● **READING PASSAGE**:
Wind turbines offshore of Flamborough (1 Viewer)

When the turbine blades are 60 metres long? Unfortunately not.

One thing that has been found to work though, is to paint ONE of the 3 blades a different colour - black, or red, or something else contrasting; that makes the turbine rotation much more conspicuous, so birds avoid it more easily.
 
I have seen video of wind turbines that detect the presence of big raptors nearby and stops rotating when they get too close. Of course that won't be implemented here, because too expensive and there are simply too many birds to make that a viable option.
 
When the turbine blades are 60 metres long? Unfortunately not.

One thing that has been found to work though, is to paint ONE of the 3 blades a different colour - black, or red, or something else contrasting; that makes the turbine rotation much more conspicuous, so birds avoid it more easily.
Surely using a combination of ultra violet and fluorescent paint in solid colour would make more sense given birds see in the UV spectrum so have a ‘noisy’ visual environment in which turbine blades could get ‘lost’ - also one of the reasons why glass is hard to see -( using ultra sonic emission technology to repel bats would be an idea too perhaps ). It’s doubtful, that painting one blade black etc will avoid night collision (as birds would presumably see the black blade as a ‘gap’ which is the worst time for passerines since most smaller birds migrate at night.

● **EXCERPTED DATA**:

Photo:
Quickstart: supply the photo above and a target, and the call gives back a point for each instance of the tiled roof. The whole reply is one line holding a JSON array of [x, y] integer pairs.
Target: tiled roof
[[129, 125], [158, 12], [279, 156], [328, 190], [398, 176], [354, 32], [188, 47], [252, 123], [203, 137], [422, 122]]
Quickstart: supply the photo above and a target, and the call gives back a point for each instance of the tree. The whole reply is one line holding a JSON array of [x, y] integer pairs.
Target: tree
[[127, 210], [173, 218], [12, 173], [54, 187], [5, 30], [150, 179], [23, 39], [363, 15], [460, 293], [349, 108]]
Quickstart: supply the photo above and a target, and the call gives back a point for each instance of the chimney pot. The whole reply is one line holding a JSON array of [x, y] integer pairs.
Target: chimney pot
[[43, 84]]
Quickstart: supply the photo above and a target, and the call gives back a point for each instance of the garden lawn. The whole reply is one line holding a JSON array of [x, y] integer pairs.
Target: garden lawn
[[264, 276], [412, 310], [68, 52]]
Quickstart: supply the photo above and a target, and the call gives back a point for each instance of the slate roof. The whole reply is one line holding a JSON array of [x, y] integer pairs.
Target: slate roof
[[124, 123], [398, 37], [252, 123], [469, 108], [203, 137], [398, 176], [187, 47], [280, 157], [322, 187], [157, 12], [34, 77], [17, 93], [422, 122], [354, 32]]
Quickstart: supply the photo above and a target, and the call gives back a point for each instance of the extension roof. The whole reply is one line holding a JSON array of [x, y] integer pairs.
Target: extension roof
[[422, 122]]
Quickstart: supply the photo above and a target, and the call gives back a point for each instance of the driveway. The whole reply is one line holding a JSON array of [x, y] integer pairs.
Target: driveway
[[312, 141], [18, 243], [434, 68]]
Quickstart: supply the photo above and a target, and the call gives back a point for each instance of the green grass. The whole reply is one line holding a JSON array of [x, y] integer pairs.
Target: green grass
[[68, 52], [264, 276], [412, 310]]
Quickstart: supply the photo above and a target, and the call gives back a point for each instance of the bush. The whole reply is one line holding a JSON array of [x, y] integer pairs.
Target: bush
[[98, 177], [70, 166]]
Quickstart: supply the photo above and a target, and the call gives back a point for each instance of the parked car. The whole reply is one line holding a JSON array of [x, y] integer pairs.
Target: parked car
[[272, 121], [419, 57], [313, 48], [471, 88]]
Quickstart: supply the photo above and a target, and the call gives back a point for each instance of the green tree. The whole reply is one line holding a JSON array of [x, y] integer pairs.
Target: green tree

● **THE TASKS**:
**A.** In the discussion of offshore wind turbines, retype the passage that begins at the words "Surely using a" and stops after the words "migrate at night.".
**B.** Using the discussion of offshore wind turbines, decide whether each statement agrees with the text. Answer yes or no for each, and quote the words from the text that decide it.
(i) Painting one of the three blades a contrasting color makes the turbine's rotation more conspicuous.
(ii) Turbines that stop rotating when large raptors come close will be installed at this site.
(iii) Most smaller birds migrate during the day.

● **ANSWERS TO EACH TASK**:
**A.**
Surely using a combination of ultra violet and fluorescent paint in solid colour would make more sense given birds see in the UV spectrum so have a ‘noisy’ visual environment in which turbine blades could get ‘lost’ - also one of the reasons why glass is hard to see -( using ultra sonic emission technology to repel bats would be an idea too perhaps ). It’s doubtful, that painting one blade black etc will avoid night collision (as birds would presumably see the black blade as a ‘gap’ which is the worst time for passerines since most smaller birds migrate at night.

**B.**
(i) Yes: "that makes the turbine rotation much more conspicuous"
(ii) No: "Of course that won't be implemented here"
(iii) No: "most smaller birds migrate at night"